Source text —
*** Begin section ***

In ‘Home Is Burning’, Dan Marshall tells the story of his father’s battle with ALS and leaves our reviewer laughing, crying and reflecting on life.

Having first shared chapters of his family’s story while detailing his role as one of his father’s caregivers via Facebook, Dan Marshall has now pieced it all together to produce a memoir titled ‘Home Is Burning.’

At a time when ‘sob-stories’ such as ‘The Fault In Our Stars’ have won over readers and film-fans (HIB is to get the big-screen treatment in the near future), Marshall has, no doubt with great difficulty, taken it upon himself to peel back the layers so many individuals and families hide behind when a tragedy strikes, and instead lay everything bare for the world to see and to read.

You wouldn’t think that a memoir about having two sick parents; a mother suffering from cancer and a father stricken by ALS (otherwise known as Lou Gehrig’s disease), would or could be funny, but, in sharing his family’s story, Marshall manages to make it so. I found myself chuckling at numerous conversations contained within it, identifying with the annoying siblings Dan argues with on a regular basis and just laughing out loud at a paragraph that recalls his mother’s plan to give her husband a blow job a day: “You wouldn’t think it, but his penis is still strong.”

*** End section ***

Aim of the exercise — In the book review, where did Dan Marshall first share chapters of his family's story?

Dataset extract —

*** Begin section ***

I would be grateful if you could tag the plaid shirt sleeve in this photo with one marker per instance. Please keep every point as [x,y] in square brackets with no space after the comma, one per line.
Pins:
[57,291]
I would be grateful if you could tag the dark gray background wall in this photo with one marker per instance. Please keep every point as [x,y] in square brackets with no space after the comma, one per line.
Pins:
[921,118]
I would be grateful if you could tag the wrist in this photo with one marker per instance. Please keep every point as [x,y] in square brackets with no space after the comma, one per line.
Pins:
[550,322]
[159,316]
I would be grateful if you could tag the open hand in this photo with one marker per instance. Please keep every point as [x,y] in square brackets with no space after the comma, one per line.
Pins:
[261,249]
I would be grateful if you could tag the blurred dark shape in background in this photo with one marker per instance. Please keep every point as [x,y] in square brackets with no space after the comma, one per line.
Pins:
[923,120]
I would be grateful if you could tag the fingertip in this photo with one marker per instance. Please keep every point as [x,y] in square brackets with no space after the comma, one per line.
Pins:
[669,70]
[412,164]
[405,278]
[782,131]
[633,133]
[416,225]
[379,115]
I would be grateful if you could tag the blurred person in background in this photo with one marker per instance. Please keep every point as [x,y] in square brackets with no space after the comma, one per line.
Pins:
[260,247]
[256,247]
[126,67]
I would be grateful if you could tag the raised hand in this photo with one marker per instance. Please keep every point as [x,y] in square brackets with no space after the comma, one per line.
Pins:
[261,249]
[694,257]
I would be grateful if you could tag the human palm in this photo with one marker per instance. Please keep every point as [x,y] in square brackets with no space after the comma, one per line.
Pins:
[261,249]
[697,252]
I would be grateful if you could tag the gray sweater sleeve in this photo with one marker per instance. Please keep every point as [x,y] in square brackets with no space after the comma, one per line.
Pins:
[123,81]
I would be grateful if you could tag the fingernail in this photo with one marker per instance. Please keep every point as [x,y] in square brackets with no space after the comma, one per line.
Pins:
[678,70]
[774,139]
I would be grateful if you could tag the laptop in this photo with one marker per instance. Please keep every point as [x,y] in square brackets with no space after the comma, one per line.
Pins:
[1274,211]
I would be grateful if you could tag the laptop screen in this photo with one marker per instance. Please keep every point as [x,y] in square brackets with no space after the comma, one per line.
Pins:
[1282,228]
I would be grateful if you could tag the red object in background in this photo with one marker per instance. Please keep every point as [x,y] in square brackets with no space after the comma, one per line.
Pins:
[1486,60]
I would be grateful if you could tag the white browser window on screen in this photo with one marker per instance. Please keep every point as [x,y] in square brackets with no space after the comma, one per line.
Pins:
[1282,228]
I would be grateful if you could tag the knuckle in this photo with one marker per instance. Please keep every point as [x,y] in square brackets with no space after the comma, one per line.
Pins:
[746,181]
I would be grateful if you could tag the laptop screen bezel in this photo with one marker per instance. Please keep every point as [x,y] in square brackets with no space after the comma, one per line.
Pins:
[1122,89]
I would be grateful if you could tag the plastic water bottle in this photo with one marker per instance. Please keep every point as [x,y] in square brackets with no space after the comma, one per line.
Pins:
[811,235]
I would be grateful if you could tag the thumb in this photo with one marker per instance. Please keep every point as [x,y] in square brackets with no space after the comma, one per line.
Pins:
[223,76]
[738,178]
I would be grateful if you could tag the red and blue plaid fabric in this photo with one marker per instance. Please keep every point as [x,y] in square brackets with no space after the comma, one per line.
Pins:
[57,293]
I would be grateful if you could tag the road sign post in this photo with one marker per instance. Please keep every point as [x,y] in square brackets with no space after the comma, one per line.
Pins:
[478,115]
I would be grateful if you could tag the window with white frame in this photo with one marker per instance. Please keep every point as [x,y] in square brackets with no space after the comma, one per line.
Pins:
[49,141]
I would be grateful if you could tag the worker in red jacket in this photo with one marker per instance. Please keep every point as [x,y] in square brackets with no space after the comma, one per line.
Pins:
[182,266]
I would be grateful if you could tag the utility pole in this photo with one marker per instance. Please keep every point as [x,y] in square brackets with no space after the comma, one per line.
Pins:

*** End section ***

Solution for this task — On Facebook.